§ Problem description
Please find all lines in the data that hold the string "cabinet" and copy them.

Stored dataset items

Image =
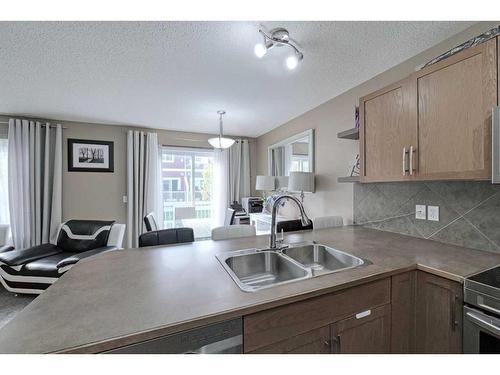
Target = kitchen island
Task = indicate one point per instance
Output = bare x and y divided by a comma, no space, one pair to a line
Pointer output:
129,296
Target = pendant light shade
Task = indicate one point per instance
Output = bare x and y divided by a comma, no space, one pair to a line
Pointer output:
221,142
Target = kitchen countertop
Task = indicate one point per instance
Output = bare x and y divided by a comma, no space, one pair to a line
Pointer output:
127,296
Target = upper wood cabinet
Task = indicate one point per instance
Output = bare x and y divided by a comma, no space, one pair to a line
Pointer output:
455,98
387,132
434,125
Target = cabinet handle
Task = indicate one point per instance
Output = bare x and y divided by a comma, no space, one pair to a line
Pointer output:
412,150
404,161
454,321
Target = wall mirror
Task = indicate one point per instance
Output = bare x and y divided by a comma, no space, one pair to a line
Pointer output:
294,154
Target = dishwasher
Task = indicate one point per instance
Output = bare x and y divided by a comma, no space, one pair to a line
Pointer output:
219,338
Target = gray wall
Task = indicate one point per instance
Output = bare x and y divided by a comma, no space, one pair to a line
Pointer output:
332,155
89,195
469,211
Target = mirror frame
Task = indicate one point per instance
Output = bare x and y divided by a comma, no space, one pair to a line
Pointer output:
309,132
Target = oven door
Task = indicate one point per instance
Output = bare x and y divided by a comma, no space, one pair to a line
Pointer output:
481,332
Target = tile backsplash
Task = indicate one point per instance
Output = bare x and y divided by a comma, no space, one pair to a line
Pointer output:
469,212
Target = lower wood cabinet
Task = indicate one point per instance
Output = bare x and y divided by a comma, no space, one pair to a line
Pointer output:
368,332
439,306
316,341
412,312
304,327
403,292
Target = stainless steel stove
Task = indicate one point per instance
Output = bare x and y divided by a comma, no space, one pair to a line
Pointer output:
482,312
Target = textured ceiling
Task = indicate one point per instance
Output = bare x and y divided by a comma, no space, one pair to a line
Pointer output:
176,75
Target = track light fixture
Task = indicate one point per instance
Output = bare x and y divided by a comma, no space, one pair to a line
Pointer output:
278,37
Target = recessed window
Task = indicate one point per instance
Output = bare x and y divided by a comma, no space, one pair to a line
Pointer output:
187,181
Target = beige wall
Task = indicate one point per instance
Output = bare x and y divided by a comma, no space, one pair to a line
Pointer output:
88,195
333,155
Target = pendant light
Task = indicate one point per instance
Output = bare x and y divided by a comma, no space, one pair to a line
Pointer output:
221,142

§ Written answer
Target = upper wood cabinet
Target = cabinet handle
Target = lower wood cabinet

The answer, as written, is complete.